-- Start Document --

SANTA FE — Bernalillo County officials grappling with the long-standing problem of jail crowding have gotten a bill to Gov. Susana Martinez’s desk aimed at getting a broad group to the planning table.

The legislation, passed in the 60-day session that ended March 16, would create the Bernalillo County Criminal Justice Review Commission.

It would meet over the course of two years and make written recommendations for revising state and local laws to “improve the delivery of criminal justice” in Bernalillo County.

Gov. Susana Martinez has until April 5 to sign or veto it. Enrique Knell, a spokesman for the governor, said she has not reviewed the bill yet.

Crowding at the Metropolitan Detention Center — which was designed for just over 2,200 inmates and now has about 2,500 — has the county looking at various ways to curb the number of prisoners in the long term.

The county promised a federal judge last week that it will significantly reduce the jail population within a month, after a complaint about conditions for female prisoners that was the latest development in a civil rights lawsuit first filed 18 years ago.

The commission would include the chief judges of the 2nd Judicial District and Metropolitan Courts, the district attorney, the sheriff, the County Commission chair, the Albuquerque police chief, the public defender, a probation and parole official, the head of the New Mexico Association of Counties, and the director of the Administrative Office of the Courts, who would chair the panel.

-- End Document --
-- Start Information given --

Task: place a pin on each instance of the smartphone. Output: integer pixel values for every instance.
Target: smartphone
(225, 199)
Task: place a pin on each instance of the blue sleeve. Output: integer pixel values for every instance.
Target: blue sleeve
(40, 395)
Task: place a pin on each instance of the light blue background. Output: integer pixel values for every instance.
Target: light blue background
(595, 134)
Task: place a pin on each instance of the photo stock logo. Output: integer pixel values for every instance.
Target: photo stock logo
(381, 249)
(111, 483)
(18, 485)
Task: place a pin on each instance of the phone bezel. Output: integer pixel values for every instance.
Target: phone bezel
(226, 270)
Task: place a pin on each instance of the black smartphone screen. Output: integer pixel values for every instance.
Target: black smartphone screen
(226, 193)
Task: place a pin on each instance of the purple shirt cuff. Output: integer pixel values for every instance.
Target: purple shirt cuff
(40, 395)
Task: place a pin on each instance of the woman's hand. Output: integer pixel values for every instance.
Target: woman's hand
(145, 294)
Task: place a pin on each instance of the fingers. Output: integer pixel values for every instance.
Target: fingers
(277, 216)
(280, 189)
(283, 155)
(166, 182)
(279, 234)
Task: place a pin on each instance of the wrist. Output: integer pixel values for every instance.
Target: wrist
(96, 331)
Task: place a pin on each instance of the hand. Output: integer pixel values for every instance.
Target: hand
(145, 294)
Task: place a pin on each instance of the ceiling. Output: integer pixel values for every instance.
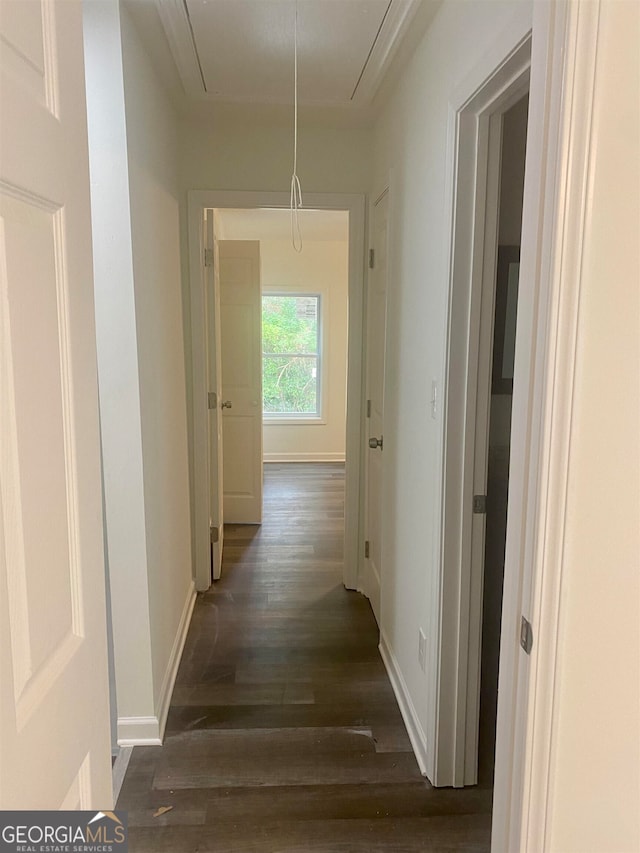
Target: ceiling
(241, 51)
(271, 224)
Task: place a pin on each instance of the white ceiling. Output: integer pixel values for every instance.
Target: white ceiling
(241, 51)
(315, 225)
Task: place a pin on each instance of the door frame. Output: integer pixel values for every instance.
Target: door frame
(564, 41)
(354, 204)
(371, 582)
(476, 123)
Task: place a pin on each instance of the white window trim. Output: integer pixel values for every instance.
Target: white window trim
(317, 418)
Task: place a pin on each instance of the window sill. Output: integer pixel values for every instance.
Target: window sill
(284, 421)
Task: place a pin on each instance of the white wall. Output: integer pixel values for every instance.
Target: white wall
(133, 160)
(152, 147)
(411, 138)
(250, 148)
(595, 769)
(118, 376)
(321, 267)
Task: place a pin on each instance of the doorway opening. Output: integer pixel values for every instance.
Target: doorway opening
(326, 282)
(512, 163)
(283, 341)
(477, 318)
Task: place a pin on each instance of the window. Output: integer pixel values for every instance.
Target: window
(291, 355)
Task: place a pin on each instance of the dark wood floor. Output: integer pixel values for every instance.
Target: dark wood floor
(284, 733)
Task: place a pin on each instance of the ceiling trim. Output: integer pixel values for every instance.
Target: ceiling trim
(396, 23)
(177, 25)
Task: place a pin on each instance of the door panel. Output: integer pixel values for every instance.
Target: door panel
(214, 375)
(53, 664)
(376, 340)
(241, 335)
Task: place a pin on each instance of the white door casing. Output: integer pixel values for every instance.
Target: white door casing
(376, 338)
(474, 132)
(214, 374)
(241, 335)
(199, 200)
(54, 711)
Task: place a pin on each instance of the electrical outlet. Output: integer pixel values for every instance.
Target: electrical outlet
(422, 649)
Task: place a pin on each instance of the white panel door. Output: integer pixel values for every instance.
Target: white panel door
(241, 314)
(214, 375)
(54, 715)
(376, 332)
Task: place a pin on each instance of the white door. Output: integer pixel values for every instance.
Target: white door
(54, 709)
(214, 378)
(241, 335)
(376, 330)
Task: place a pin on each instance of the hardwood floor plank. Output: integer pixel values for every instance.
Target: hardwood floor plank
(284, 734)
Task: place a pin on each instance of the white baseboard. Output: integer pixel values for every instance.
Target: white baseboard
(371, 589)
(139, 731)
(304, 457)
(164, 699)
(149, 731)
(119, 770)
(407, 708)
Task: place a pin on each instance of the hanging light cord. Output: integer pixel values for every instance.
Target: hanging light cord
(296, 191)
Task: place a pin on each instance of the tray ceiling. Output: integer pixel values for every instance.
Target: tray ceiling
(242, 50)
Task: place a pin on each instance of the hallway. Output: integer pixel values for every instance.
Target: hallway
(284, 733)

-- End Information given --

Task requirements — Write a continuation of the article on the Bernalillo County jail crowding commission bill, starting after its final sentence. The listing has no connection to the jail crowding article.

Written response —
“It’s clear that however we address the jail population has to include input from all these different entities that are part of the system,” said County Commission Chairwoman Maggie Hart Stebbins.

She’d like to see the commission come up with recommendations for sentencing alternatives for offenders who are mentally ill or substance abusers or homeless.

“We want to make sure if judges want to use other options, they’re available,” Hart Stebbins said.

Deputy County Manager Tom Swisstack said the commission will discuss how to get people who are “high-need — not high-risk — connected to services, while at the same time maintaining a safe jail within its capacity.”

There have been previous efforts, including a 2009 study by the National Center for State Courts on case flow management in Bernalillo County; a task force pursuant to a 2011 legislative memorial that looked at efficiency and reducing the burden on county detention facilities; and a criminal justice coordinating council in Albuquerque that was discussing the same issues 15 years ago.

But supporters of House Bill 608, sponsored by House Majority Leader Rick Miera, D-Albuquerque, say having the commission in law gives it extra weight and a better chance its work will result in new policy.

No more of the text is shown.